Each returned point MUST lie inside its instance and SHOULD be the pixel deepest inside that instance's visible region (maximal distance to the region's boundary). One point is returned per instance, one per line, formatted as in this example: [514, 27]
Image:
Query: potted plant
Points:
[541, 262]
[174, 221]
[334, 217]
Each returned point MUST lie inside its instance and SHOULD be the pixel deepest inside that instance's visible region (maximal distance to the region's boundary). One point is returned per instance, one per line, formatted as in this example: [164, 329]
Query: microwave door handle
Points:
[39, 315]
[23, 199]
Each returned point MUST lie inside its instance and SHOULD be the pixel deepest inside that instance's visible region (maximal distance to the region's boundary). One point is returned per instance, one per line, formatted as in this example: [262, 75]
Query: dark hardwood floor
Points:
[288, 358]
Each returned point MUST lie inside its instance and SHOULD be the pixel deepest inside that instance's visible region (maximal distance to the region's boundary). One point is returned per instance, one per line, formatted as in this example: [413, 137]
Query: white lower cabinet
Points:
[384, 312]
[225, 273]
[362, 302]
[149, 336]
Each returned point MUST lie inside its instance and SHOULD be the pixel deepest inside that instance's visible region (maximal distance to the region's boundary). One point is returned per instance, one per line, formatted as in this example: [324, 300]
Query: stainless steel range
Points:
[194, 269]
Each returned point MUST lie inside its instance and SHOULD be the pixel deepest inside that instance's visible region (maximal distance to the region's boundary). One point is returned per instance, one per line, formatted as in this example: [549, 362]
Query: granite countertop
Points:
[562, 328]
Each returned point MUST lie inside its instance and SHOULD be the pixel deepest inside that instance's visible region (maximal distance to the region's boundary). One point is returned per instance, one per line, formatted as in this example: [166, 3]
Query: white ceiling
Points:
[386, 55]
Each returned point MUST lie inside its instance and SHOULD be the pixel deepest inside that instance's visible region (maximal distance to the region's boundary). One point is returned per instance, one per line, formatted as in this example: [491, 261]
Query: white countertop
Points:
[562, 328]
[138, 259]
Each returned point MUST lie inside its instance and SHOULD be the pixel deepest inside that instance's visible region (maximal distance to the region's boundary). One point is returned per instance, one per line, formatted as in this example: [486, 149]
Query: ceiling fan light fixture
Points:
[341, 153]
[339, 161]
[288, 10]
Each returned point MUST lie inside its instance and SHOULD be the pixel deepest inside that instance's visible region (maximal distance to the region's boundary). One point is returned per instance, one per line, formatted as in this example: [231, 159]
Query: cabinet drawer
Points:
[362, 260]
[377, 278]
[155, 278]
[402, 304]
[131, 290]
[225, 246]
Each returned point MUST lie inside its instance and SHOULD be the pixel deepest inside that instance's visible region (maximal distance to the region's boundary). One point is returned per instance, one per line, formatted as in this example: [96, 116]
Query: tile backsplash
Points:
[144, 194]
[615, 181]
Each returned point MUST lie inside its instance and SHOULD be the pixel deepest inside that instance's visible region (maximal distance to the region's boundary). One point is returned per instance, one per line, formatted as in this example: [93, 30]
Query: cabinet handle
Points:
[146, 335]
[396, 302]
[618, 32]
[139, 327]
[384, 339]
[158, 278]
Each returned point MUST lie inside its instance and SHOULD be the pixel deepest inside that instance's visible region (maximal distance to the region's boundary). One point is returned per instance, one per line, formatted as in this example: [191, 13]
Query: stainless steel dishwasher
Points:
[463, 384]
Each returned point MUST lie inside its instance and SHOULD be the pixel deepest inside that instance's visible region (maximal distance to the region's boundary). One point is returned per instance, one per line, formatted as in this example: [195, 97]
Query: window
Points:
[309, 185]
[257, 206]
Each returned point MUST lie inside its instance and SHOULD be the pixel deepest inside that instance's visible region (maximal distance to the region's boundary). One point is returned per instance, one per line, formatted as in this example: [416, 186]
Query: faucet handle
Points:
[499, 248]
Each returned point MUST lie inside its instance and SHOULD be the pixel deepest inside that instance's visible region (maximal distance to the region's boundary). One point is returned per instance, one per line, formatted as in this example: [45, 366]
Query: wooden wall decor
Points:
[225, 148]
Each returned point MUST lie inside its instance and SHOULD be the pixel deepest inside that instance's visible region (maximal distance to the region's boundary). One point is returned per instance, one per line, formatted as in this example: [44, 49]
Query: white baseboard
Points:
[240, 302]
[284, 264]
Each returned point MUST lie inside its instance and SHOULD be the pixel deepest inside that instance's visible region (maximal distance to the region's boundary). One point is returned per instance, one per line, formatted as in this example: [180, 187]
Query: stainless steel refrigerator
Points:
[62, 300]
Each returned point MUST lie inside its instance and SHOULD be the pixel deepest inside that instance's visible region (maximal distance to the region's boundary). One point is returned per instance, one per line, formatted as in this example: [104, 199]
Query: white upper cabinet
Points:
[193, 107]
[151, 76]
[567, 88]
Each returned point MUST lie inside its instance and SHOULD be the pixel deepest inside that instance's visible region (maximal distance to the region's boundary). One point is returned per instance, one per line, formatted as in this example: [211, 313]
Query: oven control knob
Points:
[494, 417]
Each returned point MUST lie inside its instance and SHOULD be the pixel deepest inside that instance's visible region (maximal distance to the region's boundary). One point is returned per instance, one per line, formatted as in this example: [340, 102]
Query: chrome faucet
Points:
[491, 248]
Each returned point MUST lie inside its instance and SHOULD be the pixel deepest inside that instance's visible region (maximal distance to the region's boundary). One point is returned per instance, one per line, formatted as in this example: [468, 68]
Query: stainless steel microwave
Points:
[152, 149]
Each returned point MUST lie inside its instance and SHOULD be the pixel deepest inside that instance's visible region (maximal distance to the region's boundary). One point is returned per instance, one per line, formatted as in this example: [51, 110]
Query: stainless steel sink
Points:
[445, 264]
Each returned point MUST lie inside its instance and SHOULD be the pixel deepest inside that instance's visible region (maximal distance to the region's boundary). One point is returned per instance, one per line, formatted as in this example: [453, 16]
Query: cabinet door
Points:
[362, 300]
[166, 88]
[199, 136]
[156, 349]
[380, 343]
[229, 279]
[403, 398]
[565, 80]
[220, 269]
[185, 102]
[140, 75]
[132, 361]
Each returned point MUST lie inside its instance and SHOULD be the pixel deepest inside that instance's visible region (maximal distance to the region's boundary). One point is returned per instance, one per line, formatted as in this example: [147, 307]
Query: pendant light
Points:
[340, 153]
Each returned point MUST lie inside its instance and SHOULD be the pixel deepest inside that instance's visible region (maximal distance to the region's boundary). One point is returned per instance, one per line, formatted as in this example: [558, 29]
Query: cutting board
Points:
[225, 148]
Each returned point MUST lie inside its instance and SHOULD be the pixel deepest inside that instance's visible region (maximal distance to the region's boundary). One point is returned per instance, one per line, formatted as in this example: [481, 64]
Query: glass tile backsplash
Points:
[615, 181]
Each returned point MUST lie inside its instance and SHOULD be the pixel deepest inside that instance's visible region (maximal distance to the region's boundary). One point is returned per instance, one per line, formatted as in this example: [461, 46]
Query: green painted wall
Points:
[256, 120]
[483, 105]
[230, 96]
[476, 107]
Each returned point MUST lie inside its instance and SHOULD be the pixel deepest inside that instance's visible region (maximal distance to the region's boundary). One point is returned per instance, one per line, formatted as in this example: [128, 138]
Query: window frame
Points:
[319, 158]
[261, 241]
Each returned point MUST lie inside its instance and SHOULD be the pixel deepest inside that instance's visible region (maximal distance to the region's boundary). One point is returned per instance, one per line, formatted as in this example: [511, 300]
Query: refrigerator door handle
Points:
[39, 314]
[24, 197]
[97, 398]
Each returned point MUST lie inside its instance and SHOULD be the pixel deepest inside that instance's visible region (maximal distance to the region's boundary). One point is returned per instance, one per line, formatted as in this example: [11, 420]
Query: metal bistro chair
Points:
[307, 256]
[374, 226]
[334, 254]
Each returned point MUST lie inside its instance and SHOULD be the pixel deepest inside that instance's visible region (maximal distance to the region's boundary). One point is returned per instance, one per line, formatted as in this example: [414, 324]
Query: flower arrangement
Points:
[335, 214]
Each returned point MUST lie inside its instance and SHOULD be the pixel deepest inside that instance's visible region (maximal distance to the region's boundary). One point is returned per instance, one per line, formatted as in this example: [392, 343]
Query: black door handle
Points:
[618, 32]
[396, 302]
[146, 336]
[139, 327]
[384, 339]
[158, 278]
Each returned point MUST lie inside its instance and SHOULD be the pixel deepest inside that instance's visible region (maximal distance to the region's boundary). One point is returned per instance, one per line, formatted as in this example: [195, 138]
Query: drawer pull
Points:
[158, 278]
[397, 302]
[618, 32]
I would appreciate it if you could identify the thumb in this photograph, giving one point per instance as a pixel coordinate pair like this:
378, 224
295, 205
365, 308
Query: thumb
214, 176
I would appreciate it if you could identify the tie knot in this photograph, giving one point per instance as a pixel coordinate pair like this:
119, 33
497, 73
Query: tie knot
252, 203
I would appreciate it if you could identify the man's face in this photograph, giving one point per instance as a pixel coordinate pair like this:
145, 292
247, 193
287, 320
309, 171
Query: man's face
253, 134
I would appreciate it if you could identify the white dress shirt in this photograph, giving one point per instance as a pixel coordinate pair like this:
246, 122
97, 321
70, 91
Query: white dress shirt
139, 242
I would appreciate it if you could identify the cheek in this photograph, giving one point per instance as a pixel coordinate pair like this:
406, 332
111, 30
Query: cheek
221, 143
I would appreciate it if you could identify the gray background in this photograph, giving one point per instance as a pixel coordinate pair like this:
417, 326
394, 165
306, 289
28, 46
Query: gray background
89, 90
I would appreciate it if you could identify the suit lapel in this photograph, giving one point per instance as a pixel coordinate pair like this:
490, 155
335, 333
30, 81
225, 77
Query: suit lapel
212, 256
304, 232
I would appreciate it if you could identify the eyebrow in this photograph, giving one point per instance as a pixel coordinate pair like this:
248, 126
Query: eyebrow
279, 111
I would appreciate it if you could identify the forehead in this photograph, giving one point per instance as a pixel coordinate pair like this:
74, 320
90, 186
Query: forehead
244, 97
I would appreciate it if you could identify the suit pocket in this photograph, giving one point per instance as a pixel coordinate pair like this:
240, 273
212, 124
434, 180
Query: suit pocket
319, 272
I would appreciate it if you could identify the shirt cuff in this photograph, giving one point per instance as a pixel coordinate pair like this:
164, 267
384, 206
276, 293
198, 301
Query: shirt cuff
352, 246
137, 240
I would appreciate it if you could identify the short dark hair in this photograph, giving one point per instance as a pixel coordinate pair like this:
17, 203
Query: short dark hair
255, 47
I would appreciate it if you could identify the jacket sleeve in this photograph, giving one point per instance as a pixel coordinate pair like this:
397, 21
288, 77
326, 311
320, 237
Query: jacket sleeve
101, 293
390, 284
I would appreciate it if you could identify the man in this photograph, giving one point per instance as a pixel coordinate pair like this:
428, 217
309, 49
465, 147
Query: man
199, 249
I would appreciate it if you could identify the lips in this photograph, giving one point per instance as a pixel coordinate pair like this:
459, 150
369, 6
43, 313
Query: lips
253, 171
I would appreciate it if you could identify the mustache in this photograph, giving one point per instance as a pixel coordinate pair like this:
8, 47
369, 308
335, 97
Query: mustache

Problem to work on:
Copy out the lines of the data where the word "backsplash" can be found.

Answer to the exercise:
Query: tile backsplash
Query: glass tile backsplash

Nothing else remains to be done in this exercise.